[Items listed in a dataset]
++++++

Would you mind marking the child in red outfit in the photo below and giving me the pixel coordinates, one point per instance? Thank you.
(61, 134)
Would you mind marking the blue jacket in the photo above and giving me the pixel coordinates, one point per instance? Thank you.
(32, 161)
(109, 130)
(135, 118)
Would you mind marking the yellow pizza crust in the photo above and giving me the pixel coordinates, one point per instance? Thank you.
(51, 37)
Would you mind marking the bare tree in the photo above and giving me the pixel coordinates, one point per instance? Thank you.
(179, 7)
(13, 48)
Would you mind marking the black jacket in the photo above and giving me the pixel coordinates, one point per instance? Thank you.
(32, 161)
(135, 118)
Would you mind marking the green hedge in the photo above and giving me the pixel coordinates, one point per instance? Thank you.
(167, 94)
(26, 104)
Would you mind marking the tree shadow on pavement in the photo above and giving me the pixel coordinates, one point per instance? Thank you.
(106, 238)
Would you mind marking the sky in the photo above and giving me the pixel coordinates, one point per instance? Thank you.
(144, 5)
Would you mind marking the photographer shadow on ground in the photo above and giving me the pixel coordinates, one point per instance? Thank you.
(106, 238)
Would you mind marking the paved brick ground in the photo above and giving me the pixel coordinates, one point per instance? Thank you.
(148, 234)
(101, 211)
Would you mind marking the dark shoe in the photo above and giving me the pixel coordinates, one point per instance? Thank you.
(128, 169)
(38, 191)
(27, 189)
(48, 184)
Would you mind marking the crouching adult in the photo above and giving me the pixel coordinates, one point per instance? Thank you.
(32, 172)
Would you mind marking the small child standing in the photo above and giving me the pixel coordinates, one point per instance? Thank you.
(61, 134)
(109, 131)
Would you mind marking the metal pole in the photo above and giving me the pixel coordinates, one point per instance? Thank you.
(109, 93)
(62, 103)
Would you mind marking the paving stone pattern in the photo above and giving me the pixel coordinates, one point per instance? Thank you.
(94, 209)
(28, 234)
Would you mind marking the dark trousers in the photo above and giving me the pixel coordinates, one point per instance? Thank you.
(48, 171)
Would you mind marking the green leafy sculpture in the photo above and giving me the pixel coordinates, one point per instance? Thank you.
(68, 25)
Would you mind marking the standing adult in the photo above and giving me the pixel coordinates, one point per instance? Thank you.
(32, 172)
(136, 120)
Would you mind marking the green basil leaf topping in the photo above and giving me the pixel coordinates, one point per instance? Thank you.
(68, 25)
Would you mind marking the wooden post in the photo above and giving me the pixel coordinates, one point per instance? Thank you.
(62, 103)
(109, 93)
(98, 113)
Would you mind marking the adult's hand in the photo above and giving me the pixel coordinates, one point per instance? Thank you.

++++++

**THE TASK:**
Please output the line that contains "Would you mind marking the dark trousers" and every line after it in the entries above, exactly, and nothing more.

**SOLUTION TO THIS PROBLEM:**
Would you mind marking the dark trousers in the photo above and giving me the pixel coordinates, one point per instance? Thank you.
(48, 171)
Would you mind marking the green leafy sculpture in the photo above and giving me the pixel coordinates, one point per instance? Thank you.
(68, 25)
Would you mind marking the standing adult in the photo above and giving me the pixel coordinates, one point per instance? Thank you.
(32, 172)
(136, 120)
Would you mind marking the green basil leaf topping in the photo above and giving me the pixel coordinates, one point per instance? Thank you.
(68, 25)
Would you mind marking the wooden post in the photo above and giving me the pixel coordinates, one point per instance? Thank you.
(62, 103)
(109, 93)
(98, 113)
Would you mind marking the adult's hand in the photo above and giving me the pixel coordinates, one point per instance? Thank you.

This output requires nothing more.